• **Records to process**:
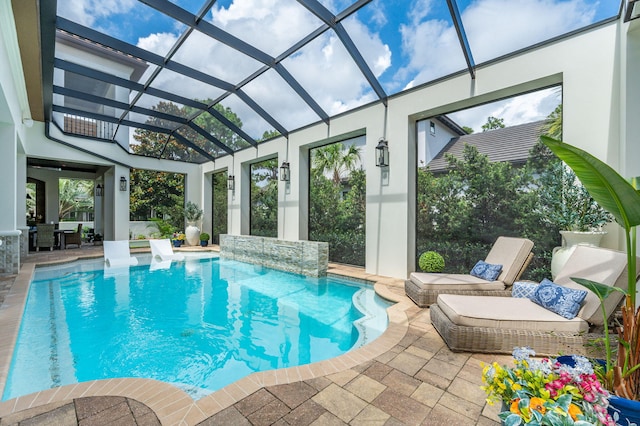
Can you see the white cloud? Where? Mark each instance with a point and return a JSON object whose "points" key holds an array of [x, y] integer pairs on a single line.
{"points": [[493, 28], [324, 67], [87, 12], [158, 43], [517, 110], [529, 21]]}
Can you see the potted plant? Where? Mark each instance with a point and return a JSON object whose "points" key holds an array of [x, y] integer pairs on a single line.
{"points": [[622, 200], [546, 391], [178, 239], [192, 214], [566, 204], [431, 261]]}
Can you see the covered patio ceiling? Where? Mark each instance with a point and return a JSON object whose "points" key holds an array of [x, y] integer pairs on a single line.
{"points": [[214, 77]]}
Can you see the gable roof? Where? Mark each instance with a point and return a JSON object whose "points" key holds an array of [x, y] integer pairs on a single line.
{"points": [[511, 144]]}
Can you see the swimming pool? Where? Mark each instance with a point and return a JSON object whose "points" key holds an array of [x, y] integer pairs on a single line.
{"points": [[199, 324]]}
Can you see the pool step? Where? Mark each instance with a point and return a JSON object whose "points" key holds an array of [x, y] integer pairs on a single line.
{"points": [[370, 326]]}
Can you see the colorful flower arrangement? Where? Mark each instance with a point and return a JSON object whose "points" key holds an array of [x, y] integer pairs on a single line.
{"points": [[547, 392]]}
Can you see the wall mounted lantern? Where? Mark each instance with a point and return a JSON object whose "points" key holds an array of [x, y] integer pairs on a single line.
{"points": [[382, 153], [285, 172]]}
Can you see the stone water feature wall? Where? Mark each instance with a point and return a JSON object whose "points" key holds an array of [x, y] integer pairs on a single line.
{"points": [[10, 243], [309, 258]]}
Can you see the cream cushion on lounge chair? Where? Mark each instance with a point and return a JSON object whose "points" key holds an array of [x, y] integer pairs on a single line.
{"points": [[602, 266], [507, 313], [498, 324], [510, 252], [453, 281]]}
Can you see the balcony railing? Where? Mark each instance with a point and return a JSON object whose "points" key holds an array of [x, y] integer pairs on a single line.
{"points": [[84, 126]]}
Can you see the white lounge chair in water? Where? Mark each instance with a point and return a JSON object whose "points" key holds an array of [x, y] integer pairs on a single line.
{"points": [[161, 250], [117, 254]]}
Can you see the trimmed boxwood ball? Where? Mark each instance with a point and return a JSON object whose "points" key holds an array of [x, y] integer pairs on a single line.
{"points": [[431, 261]]}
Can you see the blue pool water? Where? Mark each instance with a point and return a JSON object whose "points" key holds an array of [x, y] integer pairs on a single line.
{"points": [[199, 324]]}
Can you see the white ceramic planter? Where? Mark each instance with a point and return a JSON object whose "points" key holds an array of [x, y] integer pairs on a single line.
{"points": [[571, 239], [192, 235]]}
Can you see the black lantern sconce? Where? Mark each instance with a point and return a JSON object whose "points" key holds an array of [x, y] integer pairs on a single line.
{"points": [[382, 153], [285, 172]]}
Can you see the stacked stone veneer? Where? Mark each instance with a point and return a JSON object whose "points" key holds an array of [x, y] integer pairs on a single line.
{"points": [[309, 258], [10, 252]]}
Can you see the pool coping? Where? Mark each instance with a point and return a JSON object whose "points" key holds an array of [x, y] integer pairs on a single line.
{"points": [[171, 404]]}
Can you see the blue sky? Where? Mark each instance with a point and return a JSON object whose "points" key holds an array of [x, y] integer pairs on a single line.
{"points": [[405, 43]]}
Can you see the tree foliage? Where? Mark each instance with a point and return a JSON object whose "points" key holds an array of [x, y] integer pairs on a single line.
{"points": [[493, 123], [75, 195], [156, 194], [264, 198], [337, 205], [220, 205]]}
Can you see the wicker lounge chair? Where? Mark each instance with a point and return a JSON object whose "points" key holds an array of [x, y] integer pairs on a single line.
{"points": [[514, 254], [498, 324]]}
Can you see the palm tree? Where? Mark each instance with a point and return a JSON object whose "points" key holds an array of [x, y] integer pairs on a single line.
{"points": [[336, 160], [75, 195]]}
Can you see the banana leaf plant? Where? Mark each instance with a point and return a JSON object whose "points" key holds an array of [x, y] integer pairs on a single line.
{"points": [[618, 196]]}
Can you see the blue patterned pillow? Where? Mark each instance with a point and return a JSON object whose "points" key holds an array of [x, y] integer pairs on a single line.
{"points": [[524, 289], [486, 271], [563, 301]]}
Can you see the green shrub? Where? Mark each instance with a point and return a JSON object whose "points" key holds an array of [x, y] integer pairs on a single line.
{"points": [[431, 261]]}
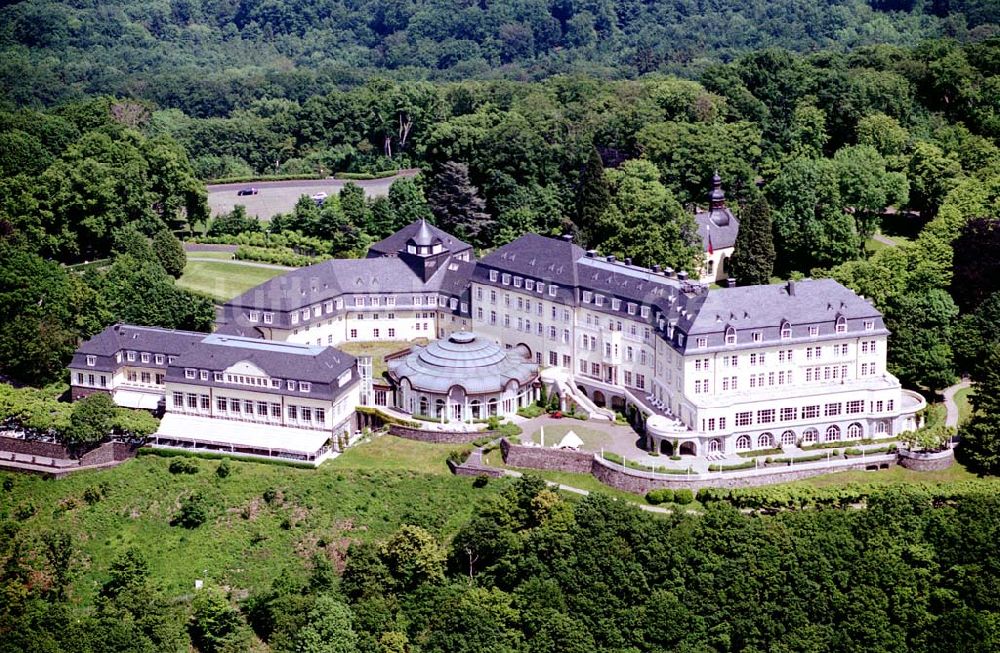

• **Exercise aim**: Convert the listing above into a numbered list, leaving out blank lines and omitting the pictures.

• **Right answer**:
1. Can you see the white cloud? Where? Mark each instance with a point and return a JSON object whose "points" key holds an array of [x, y] integer pairs on a single line.
2. {"points": [[493, 28], [324, 67], [87, 12], [158, 43], [517, 110], [529, 21]]}
3. Can you see the potted plant? Where? Mark each instance with a point and return a JSON object whose "points" key holds an array of [x, y] integer pairs on a single line.
4. {"points": [[622, 200], [546, 391], [178, 239], [192, 214], [566, 204], [431, 261]]}
5. Can you see the covered patio ceiling? Where? Mark each instance with a point and return a JSON object whose "points" key holds an array of [x, y] integer pairs on a single line.
6. {"points": [[214, 77]]}
7. Can you see the gable roof? Where? Mark each instance with a point and return a JSON object whose "points" key holds an array of [x, y] integer pairs on a single line.
8. {"points": [[511, 144]]}
9. Can you see the swimming pool? Where? Mark each instance with a point and return a JSON object whose "points" key holds an array of [x, y] integer pairs on a single line.
10. {"points": [[199, 324]]}
11. Can you see the pool step? Where? Mark each instance with a point and return a JSON object whose "points" key holds an array of [x, y] integer pairs on a single line.
12. {"points": [[370, 326]]}
13. Can you see the colorful flower arrangement? Where? Mark each instance with a point and return a JSON object whose "points" key holds an array of [x, y] integer pairs on a single line.
14. {"points": [[547, 392]]}
15. Can you see the wall mounted lantern? Where? Mark each instance with a point and return a JSON object whose "points" key holds an array of [x, y] integer pairs on a single line.
16. {"points": [[382, 153], [285, 172]]}
17. Can you see the stone water feature wall? Where? Mark each instance with a point and return a JSON object whose "points" key holds an array of [x, y] integer pairs on a single line.
18. {"points": [[10, 243], [309, 258]]}
19. Can you see the cream cushion on lounge chair? Where? Mark each instance with a point and return a JSON object whose "points" key holds an array of [x, y] integer pairs on a single line.
20. {"points": [[602, 266], [507, 313], [498, 324], [510, 252], [453, 281]]}
21. Can you see the balcony railing? Where? Mark each instance with a point and return a JSON object whose "points" key holds an array of [x, y] integer pairs on a single line.
22. {"points": [[84, 126]]}
23. Can you see the white lounge chair in water? Where? Mark each instance with a point and return a JSON object whose "points" key holds an array of [x, y] integer pairs on a single line.
24. {"points": [[161, 250], [117, 254]]}
25. Can you see the trimmed boxwood ball? Where? Mark each instance with a point and return a JSON object whose "points" key holds an array of [x, y] integer pairs on a single line.
26. {"points": [[431, 261]]}
27. Can you see the blue pool water? Where? Mark each instance with a point and return a JSON object whose "points" key holds an array of [x, y] integer pairs on a single line.
28. {"points": [[199, 324]]}
29. Can you see the white ceramic planter? Where? Mark each instance with a point and return a JSON object whose "points" key holds an array of [x, y] integer pairs on a single line.
30. {"points": [[571, 239], [192, 235]]}
31. Can you see the black lantern sconce? Where? Mark each instance with a point and return a JSON object whose "points" key holds an array of [x, y] integer pairs on a single line.
32. {"points": [[382, 153], [285, 172]]}
33. Can you see the stacked stone veneer? Where? Mark each instance with a point and return a JSON object whose "points" key holds an array of [x, y] integer pairs on a single line.
34. {"points": [[309, 258], [10, 252]]}
35. Can you see the pool coping? Where? Mark each instance with a point and return a JSON object whose "points" key holds an array of [x, y] integer pairs on a single line.
36. {"points": [[171, 404]]}
37. Can you see the blue sky? Where? Mark each instance with a point and return a JSON object whose "points" key holds an array of [x, y] integer pairs on a single line.
38. {"points": [[405, 43]]}
39. Can you see the tree foliage? Where? Mark each instance with a point and return a JSON object whose "points" key holds an array of [x, y] integer pairs on a single line.
40. {"points": [[493, 123], [75, 195], [156, 194], [264, 198], [337, 205], [220, 205]]}
41. Can you see the wicker lounge chair? Where? Mark each instance with a point and return a JSON object whose "points" key holds an array of [x, y] integer pairs on a single line.
42. {"points": [[514, 254], [498, 324]]}
43. Can you see the palm tree? Where? Mark each instance with a point and return a JSON object whose "points" key holds an array of [x, y] integer pairs on a single line.
44. {"points": [[336, 160], [75, 195]]}
45. Can you see the banana leaf plant? Where? Mark each instance with a point and return a JSON object whose "points" key holds an array of [x, y] integer pairs on a single line.
46. {"points": [[618, 196]]}
47. Can you see the blue patterned pillow? Where? Mark each instance with a point and return a JSON object whose "points" key holds an array of [x, y] integer pairs on a single line.
48. {"points": [[524, 289], [486, 271], [563, 301]]}
49. Can you see the green shrub? Where? Mark each instance with a point and return a JSON object whose "points" key holds an array of [x, y] integer pairs on a single line.
50. {"points": [[431, 261]]}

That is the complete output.